*Goal*:
Please gather every line of the records below that contains the string "insect", copying each line in full.

########

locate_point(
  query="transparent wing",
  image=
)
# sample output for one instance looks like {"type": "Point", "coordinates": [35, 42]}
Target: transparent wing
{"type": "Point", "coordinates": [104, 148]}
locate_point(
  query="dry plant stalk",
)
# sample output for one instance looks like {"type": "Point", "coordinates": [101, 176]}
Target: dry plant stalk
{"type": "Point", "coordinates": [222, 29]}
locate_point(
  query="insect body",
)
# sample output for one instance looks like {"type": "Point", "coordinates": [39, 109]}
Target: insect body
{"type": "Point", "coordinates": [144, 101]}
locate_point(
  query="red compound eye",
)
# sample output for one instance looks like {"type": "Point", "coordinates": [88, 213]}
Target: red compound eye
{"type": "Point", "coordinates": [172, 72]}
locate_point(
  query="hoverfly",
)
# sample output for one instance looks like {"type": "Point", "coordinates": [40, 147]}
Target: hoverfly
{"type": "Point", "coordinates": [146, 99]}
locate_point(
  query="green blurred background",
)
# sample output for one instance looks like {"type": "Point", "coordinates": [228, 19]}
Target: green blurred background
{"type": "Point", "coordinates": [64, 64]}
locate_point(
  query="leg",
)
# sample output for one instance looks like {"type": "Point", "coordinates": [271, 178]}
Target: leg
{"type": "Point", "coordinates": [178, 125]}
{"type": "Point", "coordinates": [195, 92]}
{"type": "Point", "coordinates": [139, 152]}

########

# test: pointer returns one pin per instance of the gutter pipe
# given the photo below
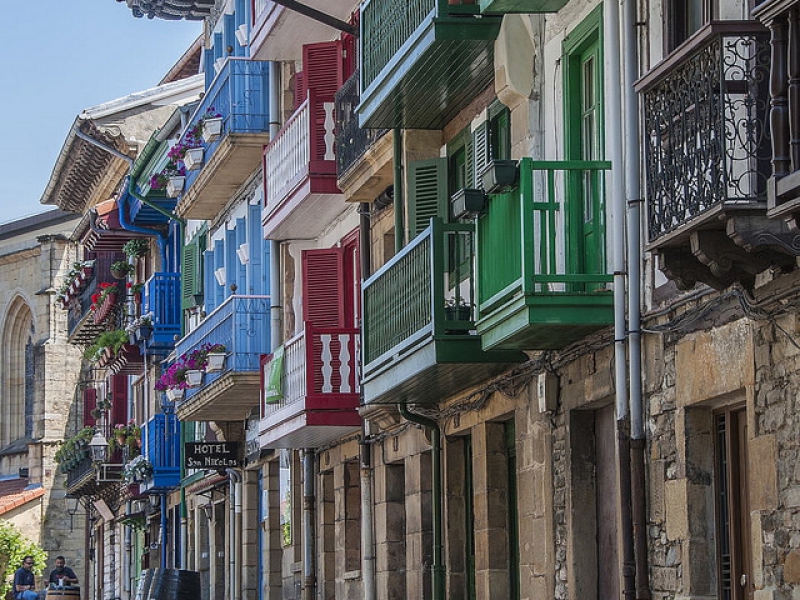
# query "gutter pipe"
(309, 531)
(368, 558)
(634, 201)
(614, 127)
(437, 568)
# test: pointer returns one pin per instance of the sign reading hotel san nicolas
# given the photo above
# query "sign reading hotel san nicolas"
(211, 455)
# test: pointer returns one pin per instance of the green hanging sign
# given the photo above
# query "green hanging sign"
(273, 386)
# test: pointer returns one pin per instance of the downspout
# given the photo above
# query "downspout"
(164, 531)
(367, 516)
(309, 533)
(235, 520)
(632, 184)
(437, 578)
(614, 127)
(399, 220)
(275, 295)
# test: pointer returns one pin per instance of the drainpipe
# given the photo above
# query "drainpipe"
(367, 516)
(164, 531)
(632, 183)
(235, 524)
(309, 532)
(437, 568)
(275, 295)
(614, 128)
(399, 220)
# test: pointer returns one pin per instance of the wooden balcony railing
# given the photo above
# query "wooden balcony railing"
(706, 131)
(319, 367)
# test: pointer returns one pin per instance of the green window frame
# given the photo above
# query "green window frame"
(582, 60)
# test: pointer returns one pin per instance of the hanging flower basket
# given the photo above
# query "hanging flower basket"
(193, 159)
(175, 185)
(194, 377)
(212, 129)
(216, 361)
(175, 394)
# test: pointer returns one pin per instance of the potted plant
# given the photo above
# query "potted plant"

########

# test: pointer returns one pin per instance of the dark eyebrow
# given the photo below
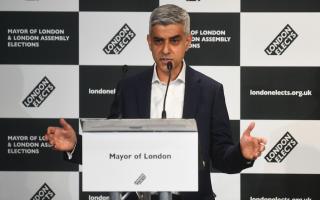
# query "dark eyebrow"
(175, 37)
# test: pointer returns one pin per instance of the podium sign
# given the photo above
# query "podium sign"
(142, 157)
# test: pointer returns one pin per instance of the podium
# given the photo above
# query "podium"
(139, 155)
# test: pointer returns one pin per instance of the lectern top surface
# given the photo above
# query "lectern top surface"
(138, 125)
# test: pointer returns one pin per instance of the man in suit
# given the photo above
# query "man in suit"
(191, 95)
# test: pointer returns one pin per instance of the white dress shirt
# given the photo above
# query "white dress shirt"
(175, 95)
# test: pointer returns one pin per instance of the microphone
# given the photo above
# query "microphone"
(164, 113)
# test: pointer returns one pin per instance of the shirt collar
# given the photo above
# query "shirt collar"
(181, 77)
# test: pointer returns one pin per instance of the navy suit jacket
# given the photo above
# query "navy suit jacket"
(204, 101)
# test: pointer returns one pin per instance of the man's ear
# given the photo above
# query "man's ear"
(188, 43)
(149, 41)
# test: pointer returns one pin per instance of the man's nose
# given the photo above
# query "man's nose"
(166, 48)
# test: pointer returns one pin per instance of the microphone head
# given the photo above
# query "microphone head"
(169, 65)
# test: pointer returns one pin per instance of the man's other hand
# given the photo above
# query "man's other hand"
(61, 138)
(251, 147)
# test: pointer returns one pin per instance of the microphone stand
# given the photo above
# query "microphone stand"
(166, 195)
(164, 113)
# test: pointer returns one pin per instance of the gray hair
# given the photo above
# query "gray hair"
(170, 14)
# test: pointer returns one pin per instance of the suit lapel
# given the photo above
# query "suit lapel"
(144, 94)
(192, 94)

########

*Task output*:
  query="insect body",
Target: insect body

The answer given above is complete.